● Given instruction
Find each line in the entries below that contains the string "spaces", and copy those lines in full.
↓
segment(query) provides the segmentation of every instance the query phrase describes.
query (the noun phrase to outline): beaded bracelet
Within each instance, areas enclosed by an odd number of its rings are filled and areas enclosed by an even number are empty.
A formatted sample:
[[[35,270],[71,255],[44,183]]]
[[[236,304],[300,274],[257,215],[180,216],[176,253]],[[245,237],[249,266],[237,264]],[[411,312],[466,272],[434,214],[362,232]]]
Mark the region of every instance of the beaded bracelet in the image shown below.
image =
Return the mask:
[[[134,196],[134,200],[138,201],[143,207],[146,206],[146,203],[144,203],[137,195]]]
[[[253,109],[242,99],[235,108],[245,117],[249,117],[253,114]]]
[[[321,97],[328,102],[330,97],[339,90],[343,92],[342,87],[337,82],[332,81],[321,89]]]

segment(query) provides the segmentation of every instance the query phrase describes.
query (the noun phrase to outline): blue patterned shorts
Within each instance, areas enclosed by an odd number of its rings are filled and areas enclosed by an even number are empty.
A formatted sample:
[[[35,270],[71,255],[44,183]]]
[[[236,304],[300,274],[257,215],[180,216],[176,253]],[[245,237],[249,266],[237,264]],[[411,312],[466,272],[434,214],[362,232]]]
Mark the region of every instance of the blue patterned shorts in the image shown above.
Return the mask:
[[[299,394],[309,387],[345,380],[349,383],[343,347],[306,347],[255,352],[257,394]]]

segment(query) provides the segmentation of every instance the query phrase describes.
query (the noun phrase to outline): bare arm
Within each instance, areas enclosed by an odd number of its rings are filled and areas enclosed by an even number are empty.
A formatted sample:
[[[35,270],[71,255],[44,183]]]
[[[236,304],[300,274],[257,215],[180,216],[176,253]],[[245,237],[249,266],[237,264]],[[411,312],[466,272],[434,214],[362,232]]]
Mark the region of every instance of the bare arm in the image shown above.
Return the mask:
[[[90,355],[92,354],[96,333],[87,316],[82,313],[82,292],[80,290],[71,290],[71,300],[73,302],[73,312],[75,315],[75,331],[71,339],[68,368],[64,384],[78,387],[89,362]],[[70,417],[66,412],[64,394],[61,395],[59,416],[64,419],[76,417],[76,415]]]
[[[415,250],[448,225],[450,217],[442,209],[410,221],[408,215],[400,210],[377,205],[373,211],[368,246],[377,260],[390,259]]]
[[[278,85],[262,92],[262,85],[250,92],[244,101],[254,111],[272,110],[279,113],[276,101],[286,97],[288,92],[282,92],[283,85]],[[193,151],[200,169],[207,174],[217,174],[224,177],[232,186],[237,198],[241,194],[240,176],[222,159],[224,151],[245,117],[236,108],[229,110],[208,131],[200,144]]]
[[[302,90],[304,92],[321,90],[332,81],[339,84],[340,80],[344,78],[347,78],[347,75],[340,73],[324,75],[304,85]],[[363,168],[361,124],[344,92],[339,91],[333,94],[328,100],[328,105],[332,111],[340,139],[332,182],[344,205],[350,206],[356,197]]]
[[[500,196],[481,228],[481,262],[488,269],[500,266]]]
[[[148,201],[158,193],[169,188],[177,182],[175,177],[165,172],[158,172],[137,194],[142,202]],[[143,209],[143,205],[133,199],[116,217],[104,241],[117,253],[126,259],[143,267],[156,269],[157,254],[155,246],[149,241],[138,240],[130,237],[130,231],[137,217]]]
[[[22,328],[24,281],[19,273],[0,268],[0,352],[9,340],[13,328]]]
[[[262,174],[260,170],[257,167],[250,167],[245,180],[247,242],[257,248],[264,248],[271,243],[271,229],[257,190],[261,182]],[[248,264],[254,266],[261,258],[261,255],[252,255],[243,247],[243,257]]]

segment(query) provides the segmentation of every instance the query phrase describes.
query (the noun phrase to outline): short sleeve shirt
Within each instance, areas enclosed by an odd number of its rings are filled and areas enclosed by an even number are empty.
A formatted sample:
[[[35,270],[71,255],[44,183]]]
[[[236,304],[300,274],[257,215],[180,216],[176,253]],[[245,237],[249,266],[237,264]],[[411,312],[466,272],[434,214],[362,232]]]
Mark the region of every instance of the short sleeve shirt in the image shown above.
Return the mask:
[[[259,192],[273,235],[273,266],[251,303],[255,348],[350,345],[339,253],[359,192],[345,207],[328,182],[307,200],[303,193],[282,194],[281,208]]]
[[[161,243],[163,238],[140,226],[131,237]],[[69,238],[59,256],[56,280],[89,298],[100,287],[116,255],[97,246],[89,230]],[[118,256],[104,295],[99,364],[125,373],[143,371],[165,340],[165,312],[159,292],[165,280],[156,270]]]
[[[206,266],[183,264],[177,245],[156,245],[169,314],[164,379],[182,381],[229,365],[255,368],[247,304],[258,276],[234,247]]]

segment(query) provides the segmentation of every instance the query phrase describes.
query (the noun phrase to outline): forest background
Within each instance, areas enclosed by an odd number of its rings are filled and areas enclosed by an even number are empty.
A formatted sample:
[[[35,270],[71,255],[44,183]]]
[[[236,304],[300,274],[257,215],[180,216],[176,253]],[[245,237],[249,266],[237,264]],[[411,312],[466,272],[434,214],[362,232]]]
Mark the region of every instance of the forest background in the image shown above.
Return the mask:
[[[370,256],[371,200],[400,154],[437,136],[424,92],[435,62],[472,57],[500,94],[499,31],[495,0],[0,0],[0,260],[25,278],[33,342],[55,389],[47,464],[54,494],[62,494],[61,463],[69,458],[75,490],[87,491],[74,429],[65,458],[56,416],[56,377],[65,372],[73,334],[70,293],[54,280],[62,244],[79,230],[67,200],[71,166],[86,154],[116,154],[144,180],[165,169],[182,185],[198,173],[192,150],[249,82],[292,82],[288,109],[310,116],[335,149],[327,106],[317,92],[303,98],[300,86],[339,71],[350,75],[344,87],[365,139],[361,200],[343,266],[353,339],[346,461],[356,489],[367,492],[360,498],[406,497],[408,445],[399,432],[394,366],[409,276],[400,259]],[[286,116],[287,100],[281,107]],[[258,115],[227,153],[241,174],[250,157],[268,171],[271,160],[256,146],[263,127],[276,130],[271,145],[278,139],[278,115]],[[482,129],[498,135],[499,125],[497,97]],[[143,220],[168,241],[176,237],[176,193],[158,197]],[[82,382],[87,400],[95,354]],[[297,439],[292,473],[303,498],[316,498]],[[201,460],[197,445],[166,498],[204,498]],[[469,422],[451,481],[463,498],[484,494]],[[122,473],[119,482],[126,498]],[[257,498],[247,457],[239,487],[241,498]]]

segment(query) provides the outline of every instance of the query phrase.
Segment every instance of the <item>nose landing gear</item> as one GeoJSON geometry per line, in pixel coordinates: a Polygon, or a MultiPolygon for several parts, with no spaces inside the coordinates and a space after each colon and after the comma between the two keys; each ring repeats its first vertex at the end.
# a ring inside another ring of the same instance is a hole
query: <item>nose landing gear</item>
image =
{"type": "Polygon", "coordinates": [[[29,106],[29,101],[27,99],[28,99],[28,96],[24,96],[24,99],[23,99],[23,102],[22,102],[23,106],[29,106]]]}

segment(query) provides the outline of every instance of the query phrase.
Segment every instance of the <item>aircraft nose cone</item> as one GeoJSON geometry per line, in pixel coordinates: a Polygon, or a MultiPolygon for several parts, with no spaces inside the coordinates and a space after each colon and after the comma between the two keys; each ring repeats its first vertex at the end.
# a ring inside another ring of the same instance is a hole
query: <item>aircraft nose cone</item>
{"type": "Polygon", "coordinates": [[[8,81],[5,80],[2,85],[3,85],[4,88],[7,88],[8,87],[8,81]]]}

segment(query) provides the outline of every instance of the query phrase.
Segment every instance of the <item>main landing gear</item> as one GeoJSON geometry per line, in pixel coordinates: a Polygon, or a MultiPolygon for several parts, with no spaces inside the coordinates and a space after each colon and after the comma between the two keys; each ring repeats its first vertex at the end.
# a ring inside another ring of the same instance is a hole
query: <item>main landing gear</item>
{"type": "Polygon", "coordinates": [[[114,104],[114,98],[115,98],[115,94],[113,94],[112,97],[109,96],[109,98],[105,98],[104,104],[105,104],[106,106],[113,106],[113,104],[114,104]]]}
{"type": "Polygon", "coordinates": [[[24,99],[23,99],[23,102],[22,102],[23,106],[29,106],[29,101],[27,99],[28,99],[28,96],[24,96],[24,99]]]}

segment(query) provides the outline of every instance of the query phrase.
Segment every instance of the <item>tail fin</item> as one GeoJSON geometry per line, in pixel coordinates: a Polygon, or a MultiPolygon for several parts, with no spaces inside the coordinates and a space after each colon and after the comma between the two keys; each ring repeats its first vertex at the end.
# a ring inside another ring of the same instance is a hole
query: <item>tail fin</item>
↑
● Answer to the problem
Segment every instance of the <item>nose landing gear</item> as one GeoJSON geometry per line, in pixel coordinates: a Polygon, or a MultiPolygon for several parts, with no spaces inside the coordinates and a space after each colon and after the comma between the two keys; each ring repeats its first vertex at the end.
Segment every instance of the <item>aircraft nose cone</item> as one GeoJSON geometry per line, in pixel coordinates: a Polygon, or a MultiPolygon for several parts, with no spaces inside the coordinates and a space after each colon and after the comma between the two keys; each ring repeats its first vertex at the end.
Segment every instance of the <item>main landing gear</item> as one GeoJSON geometry per line, in pixel coordinates: a Polygon, or a MultiPolygon for several parts, with no spaces inside the coordinates and a space after each colon and after the comma between the two keys; each ring repeats its first vertex at the end.
Segment every instance of the <item>tail fin</item> as one GeoJSON geometry per line, in pixel coordinates: a Polygon, or a MultiPolygon for several parts, with no spaces inside the coordinates and a space after each colon and after the comma between the two keys; each ring repeats its first vertex at the end.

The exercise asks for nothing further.